◆ EXERCISE PASSAGE:
- Opening Delimiter -

These men were not criminals or terrorists; small errors on their part and hostilities between their nations cost them their lives. Yet, not even a fraction of the concern and outpouring of emotion for the deaths of brave jawans is extended to these fishermen; there is no uproar, no debate. Perhaps this has something to do with their low economic status, semi-literacy, and invisibility to the public in both countries.

I have met many Indian fishermen who spent a long time in Karachi Jail. I have also met a few >Pakistani fishermen in Rajkot Jail in Gujarat. All their stories are either of miscalculations made while negotiating the sea or errors in direction, both of which have to do with the absence of a clear demarcation of boundaries in the waters.

These prisoners have nothing to do with the policies of their respective governments, but they bear the consequences of these policies or are often held up as “prizes” in a tense geo-political conflict. In Gujarat, where there is pollution near the shores and an overabundance of trawlers, fishermen have no other option but to go farther into the sea to catch fish. This explains why there are more Indian fishermen in Pakistan’s jails than the other way round. Also, while most Indians in Pakistan’s prisons are fishermen, the opposite is not true.

A couple of weeks back, I met some Indian fishermen who had been released from Pakistan’s prisons and repatriated to India in March, in their villages in Gujarat. They recounted similar horror stories: of being denied sufficient food, health services, communication with family members, and delay in consular access. The sad reality is that neither India nor Pakistan treats these prisoners within the norms laid down by international covenants or with any decency.

The need for timely repatriation And here’s what makes the situation glaringly unfair. India and Pakistan had signed the Agreement on Consular Access in 2008, according to which consular access must be provided within 90 days of arrest of either country’s prisoners. This period is given to help verify the person’s nationality and enable necessary steps to repatriate the person to his or her country of origin.

- Closing Delimiter -

◆ DATASET ENTRIES:

- Opening Delimiter -

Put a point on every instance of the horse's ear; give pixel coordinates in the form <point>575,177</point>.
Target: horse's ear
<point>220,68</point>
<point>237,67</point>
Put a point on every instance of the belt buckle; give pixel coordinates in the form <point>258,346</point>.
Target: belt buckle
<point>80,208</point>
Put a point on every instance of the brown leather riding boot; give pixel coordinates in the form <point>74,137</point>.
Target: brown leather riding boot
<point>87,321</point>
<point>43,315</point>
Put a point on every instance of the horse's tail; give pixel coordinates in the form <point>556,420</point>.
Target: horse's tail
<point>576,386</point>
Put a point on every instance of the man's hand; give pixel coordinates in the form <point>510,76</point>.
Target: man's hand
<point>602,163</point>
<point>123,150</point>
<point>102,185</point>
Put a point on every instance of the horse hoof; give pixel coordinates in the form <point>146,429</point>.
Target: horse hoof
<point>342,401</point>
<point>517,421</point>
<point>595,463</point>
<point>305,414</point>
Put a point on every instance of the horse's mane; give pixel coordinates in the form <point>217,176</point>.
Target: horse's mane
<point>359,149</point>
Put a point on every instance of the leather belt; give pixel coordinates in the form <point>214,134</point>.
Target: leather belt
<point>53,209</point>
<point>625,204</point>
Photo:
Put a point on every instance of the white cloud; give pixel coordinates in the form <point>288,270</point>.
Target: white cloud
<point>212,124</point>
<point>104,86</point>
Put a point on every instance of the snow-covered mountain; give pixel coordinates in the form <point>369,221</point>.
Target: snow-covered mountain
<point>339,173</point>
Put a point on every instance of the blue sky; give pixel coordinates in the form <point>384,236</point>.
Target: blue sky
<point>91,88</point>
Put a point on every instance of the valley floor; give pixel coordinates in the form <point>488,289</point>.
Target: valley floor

- Closing Delimiter -

Could you rewrite the passage on jailed fishermen, starting with "I have met many" and going on through "in the waters.", replacing "stories" with "accounts"? This data comes from a separate source.

I have met many Indian fishermen who spent a long time in Karachi Jail. I have also met a few >Pakistani fishermen in Rajkot Jail in Gujarat. All their accounts are either of miscalculations made while negotiating the sea or errors in direction, both of which have to do with the absence of a clear demarcation of boundaries in the waters.